:: Texto mostrado ::

Feijóo, por ejemplo, aún debe estar pensando los beneficios que hubiera obtenido si, en lugar de pactar con Vox deprisa y corriendo para capturar poder tras las elecciones municipales y autonómicas del 28-M, hubiera congelado —o al menos aseado— su política de alianzas, que en última instancia fue un incentivo para que Sánchez adelantara las elecciones y, finalmente, pudiera formar Gobierno en contra de casi todas las encuestas.

El presidente del Gobierno, por su parte, ha pagado caro su estrategia de polarización, ya que depende ahora de los independentistas para gobernar, lo que le impide hacer reformas constitucionales, principalmente en materia territorial, necesita una mayoría cualificada de la que no dispone. En este caso, el coste de oportunidad es para el país, atrapado de forma permanente en una crisis territorial de la que es incapaz de escapar, hasta el punto de que inunda el debate público. La inutilidad del Senado como Cámara que canalice los conflictos territoriales es el mejor ejemplo. Sánchez no puede hacer las cosas que le gustaría porque su elección no fue la óptima. Gobernará, pero con las manos atadas.

:::
:: Líneas de datos ::

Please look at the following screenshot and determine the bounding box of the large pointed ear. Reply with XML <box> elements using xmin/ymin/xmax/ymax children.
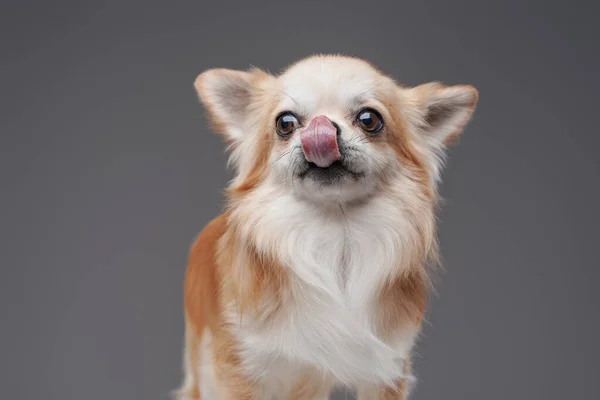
<box><xmin>407</xmin><ymin>82</ymin><xmax>479</xmax><ymax>177</ymax></box>
<box><xmin>194</xmin><ymin>68</ymin><xmax>269</xmax><ymax>143</ymax></box>
<box><xmin>410</xmin><ymin>82</ymin><xmax>479</xmax><ymax>146</ymax></box>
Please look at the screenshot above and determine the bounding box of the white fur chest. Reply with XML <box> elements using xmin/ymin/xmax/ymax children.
<box><xmin>231</xmin><ymin>192</ymin><xmax>417</xmax><ymax>390</ymax></box>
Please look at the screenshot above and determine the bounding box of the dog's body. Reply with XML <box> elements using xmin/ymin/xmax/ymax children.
<box><xmin>178</xmin><ymin>56</ymin><xmax>477</xmax><ymax>400</ymax></box>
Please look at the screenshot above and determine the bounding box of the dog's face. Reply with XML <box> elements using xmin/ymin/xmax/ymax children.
<box><xmin>196</xmin><ymin>56</ymin><xmax>477</xmax><ymax>205</ymax></box>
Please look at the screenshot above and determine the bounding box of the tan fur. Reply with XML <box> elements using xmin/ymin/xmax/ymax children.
<box><xmin>178</xmin><ymin>57</ymin><xmax>477</xmax><ymax>400</ymax></box>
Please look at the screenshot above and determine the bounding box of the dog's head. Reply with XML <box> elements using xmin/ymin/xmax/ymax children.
<box><xmin>195</xmin><ymin>56</ymin><xmax>478</xmax><ymax>205</ymax></box>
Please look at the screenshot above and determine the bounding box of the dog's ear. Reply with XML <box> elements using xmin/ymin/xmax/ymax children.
<box><xmin>405</xmin><ymin>82</ymin><xmax>479</xmax><ymax>178</ymax></box>
<box><xmin>194</xmin><ymin>68</ymin><xmax>270</xmax><ymax>143</ymax></box>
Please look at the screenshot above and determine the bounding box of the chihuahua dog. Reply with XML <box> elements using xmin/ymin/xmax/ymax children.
<box><xmin>176</xmin><ymin>55</ymin><xmax>478</xmax><ymax>400</ymax></box>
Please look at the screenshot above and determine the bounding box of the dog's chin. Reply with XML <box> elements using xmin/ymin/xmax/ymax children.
<box><xmin>295</xmin><ymin>162</ymin><xmax>375</xmax><ymax>204</ymax></box>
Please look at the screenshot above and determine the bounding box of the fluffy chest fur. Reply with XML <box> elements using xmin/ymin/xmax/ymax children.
<box><xmin>229</xmin><ymin>193</ymin><xmax>426</xmax><ymax>390</ymax></box>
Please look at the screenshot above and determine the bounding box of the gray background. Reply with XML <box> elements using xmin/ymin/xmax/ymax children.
<box><xmin>0</xmin><ymin>0</ymin><xmax>600</xmax><ymax>400</ymax></box>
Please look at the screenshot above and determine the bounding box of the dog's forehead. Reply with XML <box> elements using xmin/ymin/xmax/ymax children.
<box><xmin>280</xmin><ymin>58</ymin><xmax>382</xmax><ymax>112</ymax></box>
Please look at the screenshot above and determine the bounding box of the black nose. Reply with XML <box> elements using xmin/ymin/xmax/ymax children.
<box><xmin>331</xmin><ymin>121</ymin><xmax>342</xmax><ymax>136</ymax></box>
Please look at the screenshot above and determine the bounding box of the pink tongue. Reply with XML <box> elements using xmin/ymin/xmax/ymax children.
<box><xmin>300</xmin><ymin>115</ymin><xmax>341</xmax><ymax>168</ymax></box>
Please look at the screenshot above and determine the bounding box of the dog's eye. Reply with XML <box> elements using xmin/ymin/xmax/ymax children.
<box><xmin>276</xmin><ymin>112</ymin><xmax>298</xmax><ymax>136</ymax></box>
<box><xmin>356</xmin><ymin>108</ymin><xmax>383</xmax><ymax>133</ymax></box>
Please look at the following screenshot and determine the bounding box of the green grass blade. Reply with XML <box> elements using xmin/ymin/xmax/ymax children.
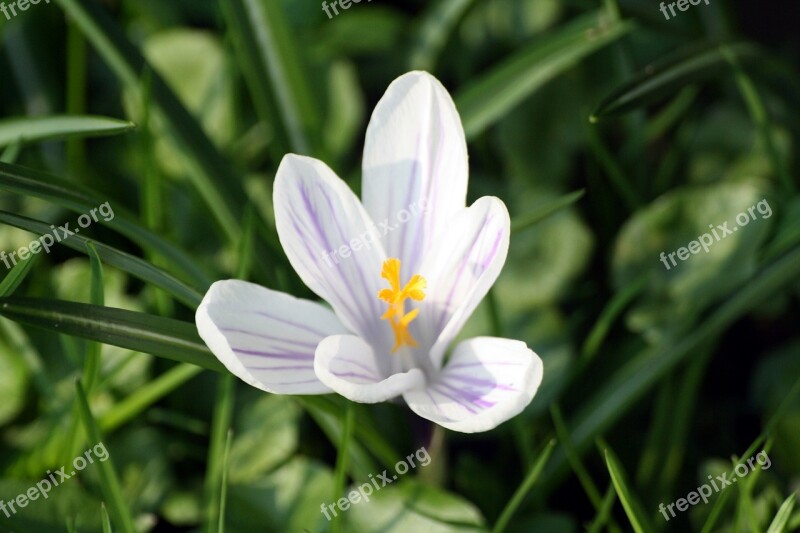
<box><xmin>511</xmin><ymin>189</ymin><xmax>586</xmax><ymax>233</ymax></box>
<box><xmin>721</xmin><ymin>46</ymin><xmax>794</xmax><ymax>193</ymax></box>
<box><xmin>767</xmin><ymin>492</ymin><xmax>797</xmax><ymax>533</ymax></box>
<box><xmin>55</xmin><ymin>0</ymin><xmax>246</xmax><ymax>241</ymax></box>
<box><xmin>220</xmin><ymin>0</ymin><xmax>291</xmax><ymax>161</ymax></box>
<box><xmin>0</xmin><ymin>297</ymin><xmax>224</xmax><ymax>371</ymax></box>
<box><xmin>0</xmin><ymin>255</ymin><xmax>37</xmax><ymax>298</ymax></box>
<box><xmin>0</xmin><ymin>211</ymin><xmax>203</xmax><ymax>309</ymax></box>
<box><xmin>545</xmin><ymin>241</ymin><xmax>800</xmax><ymax>490</ymax></box>
<box><xmin>590</xmin><ymin>43</ymin><xmax>758</xmax><ymax>122</ymax></box>
<box><xmin>605</xmin><ymin>448</ymin><xmax>655</xmax><ymax>533</ymax></box>
<box><xmin>0</xmin><ymin>163</ymin><xmax>213</xmax><ymax>291</ymax></box>
<box><xmin>75</xmin><ymin>380</ymin><xmax>136</xmax><ymax>533</ymax></box>
<box><xmin>98</xmin><ymin>363</ymin><xmax>203</xmax><ymax>432</ymax></box>
<box><xmin>83</xmin><ymin>243</ymin><xmax>105</xmax><ymax>395</ymax></box>
<box><xmin>455</xmin><ymin>11</ymin><xmax>634</xmax><ymax>138</ymax></box>
<box><xmin>580</xmin><ymin>275</ymin><xmax>648</xmax><ymax>365</ymax></box>
<box><xmin>205</xmin><ymin>373</ymin><xmax>236</xmax><ymax>533</ymax></box>
<box><xmin>100</xmin><ymin>503</ymin><xmax>113</xmax><ymax>533</ymax></box>
<box><xmin>331</xmin><ymin>402</ymin><xmax>355</xmax><ymax>533</ymax></box>
<box><xmin>224</xmin><ymin>0</ymin><xmax>322</xmax><ymax>155</ymax></box>
<box><xmin>217</xmin><ymin>430</ymin><xmax>233</xmax><ymax>533</ymax></box>
<box><xmin>492</xmin><ymin>439</ymin><xmax>556</xmax><ymax>533</ymax></box>
<box><xmin>0</xmin><ymin>115</ymin><xmax>135</xmax><ymax>147</ymax></box>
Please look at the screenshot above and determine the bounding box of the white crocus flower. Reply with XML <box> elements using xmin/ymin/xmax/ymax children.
<box><xmin>196</xmin><ymin>72</ymin><xmax>542</xmax><ymax>433</ymax></box>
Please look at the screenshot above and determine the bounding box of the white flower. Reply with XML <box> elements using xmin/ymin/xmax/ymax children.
<box><xmin>196</xmin><ymin>72</ymin><xmax>542</xmax><ymax>433</ymax></box>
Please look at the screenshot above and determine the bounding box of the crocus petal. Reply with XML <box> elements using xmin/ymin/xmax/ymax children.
<box><xmin>362</xmin><ymin>72</ymin><xmax>468</xmax><ymax>272</ymax></box>
<box><xmin>403</xmin><ymin>337</ymin><xmax>543</xmax><ymax>433</ymax></box>
<box><xmin>415</xmin><ymin>196</ymin><xmax>511</xmax><ymax>368</ymax></box>
<box><xmin>195</xmin><ymin>280</ymin><xmax>347</xmax><ymax>394</ymax></box>
<box><xmin>274</xmin><ymin>154</ymin><xmax>391</xmax><ymax>345</ymax></box>
<box><xmin>314</xmin><ymin>335</ymin><xmax>425</xmax><ymax>403</ymax></box>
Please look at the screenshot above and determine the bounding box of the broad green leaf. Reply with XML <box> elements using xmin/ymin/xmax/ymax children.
<box><xmin>544</xmin><ymin>241</ymin><xmax>800</xmax><ymax>490</ymax></box>
<box><xmin>0</xmin><ymin>211</ymin><xmax>202</xmax><ymax>308</ymax></box>
<box><xmin>455</xmin><ymin>11</ymin><xmax>634</xmax><ymax>138</ymax></box>
<box><xmin>0</xmin><ymin>472</ymin><xmax>101</xmax><ymax>533</ymax></box>
<box><xmin>612</xmin><ymin>181</ymin><xmax>772</xmax><ymax>342</ymax></box>
<box><xmin>511</xmin><ymin>189</ymin><xmax>586</xmax><ymax>233</ymax></box>
<box><xmin>0</xmin><ymin>297</ymin><xmax>224</xmax><ymax>371</ymax></box>
<box><xmin>0</xmin><ymin>255</ymin><xmax>36</xmax><ymax>298</ymax></box>
<box><xmin>0</xmin><ymin>115</ymin><xmax>135</xmax><ymax>147</ymax></box>
<box><xmin>226</xmin><ymin>455</ymin><xmax>334</xmax><ymax>531</ymax></box>
<box><xmin>605</xmin><ymin>448</ymin><xmax>654</xmax><ymax>533</ymax></box>
<box><xmin>0</xmin><ymin>163</ymin><xmax>213</xmax><ymax>290</ymax></box>
<box><xmin>591</xmin><ymin>43</ymin><xmax>759</xmax><ymax>121</ymax></box>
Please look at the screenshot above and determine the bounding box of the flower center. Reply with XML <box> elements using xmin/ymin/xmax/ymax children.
<box><xmin>378</xmin><ymin>258</ymin><xmax>428</xmax><ymax>353</ymax></box>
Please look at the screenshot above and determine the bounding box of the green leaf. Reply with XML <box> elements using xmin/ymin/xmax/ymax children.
<box><xmin>612</xmin><ymin>180</ymin><xmax>773</xmax><ymax>342</ymax></box>
<box><xmin>605</xmin><ymin>448</ymin><xmax>654</xmax><ymax>533</ymax></box>
<box><xmin>767</xmin><ymin>492</ymin><xmax>797</xmax><ymax>533</ymax></box>
<box><xmin>100</xmin><ymin>503</ymin><xmax>113</xmax><ymax>533</ymax></box>
<box><xmin>455</xmin><ymin>11</ymin><xmax>634</xmax><ymax>138</ymax></box>
<box><xmin>226</xmin><ymin>455</ymin><xmax>336</xmax><ymax>531</ymax></box>
<box><xmin>55</xmin><ymin>0</ymin><xmax>246</xmax><ymax>241</ymax></box>
<box><xmin>0</xmin><ymin>211</ymin><xmax>203</xmax><ymax>309</ymax></box>
<box><xmin>0</xmin><ymin>115</ymin><xmax>135</xmax><ymax>147</ymax></box>
<box><xmin>83</xmin><ymin>243</ymin><xmax>106</xmax><ymax>394</ymax></box>
<box><xmin>0</xmin><ymin>163</ymin><xmax>212</xmax><ymax>291</ymax></box>
<box><xmin>408</xmin><ymin>0</ymin><xmax>475</xmax><ymax>71</ymax></box>
<box><xmin>544</xmin><ymin>240</ymin><xmax>800</xmax><ymax>490</ymax></box>
<box><xmin>492</xmin><ymin>439</ymin><xmax>556</xmax><ymax>533</ymax></box>
<box><xmin>350</xmin><ymin>480</ymin><xmax>485</xmax><ymax>533</ymax></box>
<box><xmin>590</xmin><ymin>43</ymin><xmax>759</xmax><ymax>122</ymax></box>
<box><xmin>75</xmin><ymin>381</ymin><xmax>136</xmax><ymax>533</ymax></box>
<box><xmin>0</xmin><ymin>251</ymin><xmax>37</xmax><ymax>298</ymax></box>
<box><xmin>0</xmin><ymin>297</ymin><xmax>224</xmax><ymax>372</ymax></box>
<box><xmin>223</xmin><ymin>0</ymin><xmax>322</xmax><ymax>155</ymax></box>
<box><xmin>511</xmin><ymin>189</ymin><xmax>586</xmax><ymax>233</ymax></box>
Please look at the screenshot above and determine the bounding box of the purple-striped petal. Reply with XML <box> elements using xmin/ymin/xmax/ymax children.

:::

• _Tarea pedida 1_
En el texto sobre Feijóo y Sánchez, ¿de quién depende ahora el presidente del Gobierno para gobernar?
• _Tarea pedida 2_
Anota todos los nombres de personas y de partidos políticos que salen en el texto sobre Feijóo y Sánchez.
• _Tarea pedida 3_
Retoma el texto sobre Feijóo y Sánchez y escribe cómo sigue después de su última oración.

• _Respuesta del ejercicio 1_
De los independentistas.

• _Respuesta del ejercicio 2_
Feijóo, Vox, Sánchez

• _Respuesta del ejercicio 3_
En ambos casos, sin embargo, el mayor coste de oportunidad tiene que ver con la propia situación política, envenenada hasta tal punto de que el sistema de partidos, volcado en la amnistía, no es capaz de recuperar una agenda de reformas institucionales creíbles. En particular, en materia presupuestaria. No para recortar sin ton ni son, como se hizo tras la Gran Recesión, sino para diseñar, a partir de una evaluación rigurosa, una estrategia fiscal a medio y largo plazo, tanto desde el lado de los ingresos como de los gastos. No la tiene, sin duda, porque se trata de una política de Estado que exige un clima político del que España hoy carece pese a la existencia de importantes desequilibrios fiscales.

Freno a la deuda

Buscar culpables, sin embargo, que siempre es lo más fácil para no ofrecer soluciones, solo conduce a la melancolía. Pero, ahora que en Alemania (tras una sentencia de su tribunal constitucional que aplica el llamado freno a la deuda) existe un debate serio sobre la utilidad del principio de equilibrio presupuestario consagrado en el artículo 115 de su Ley Fundamental, con un límite de exceso del 0,35% del PIB, convendría saber para qué sirvió la apresurada reforma Constitucional que hicieron Zapatero y Rajoy en 2011, y que es papel mojado.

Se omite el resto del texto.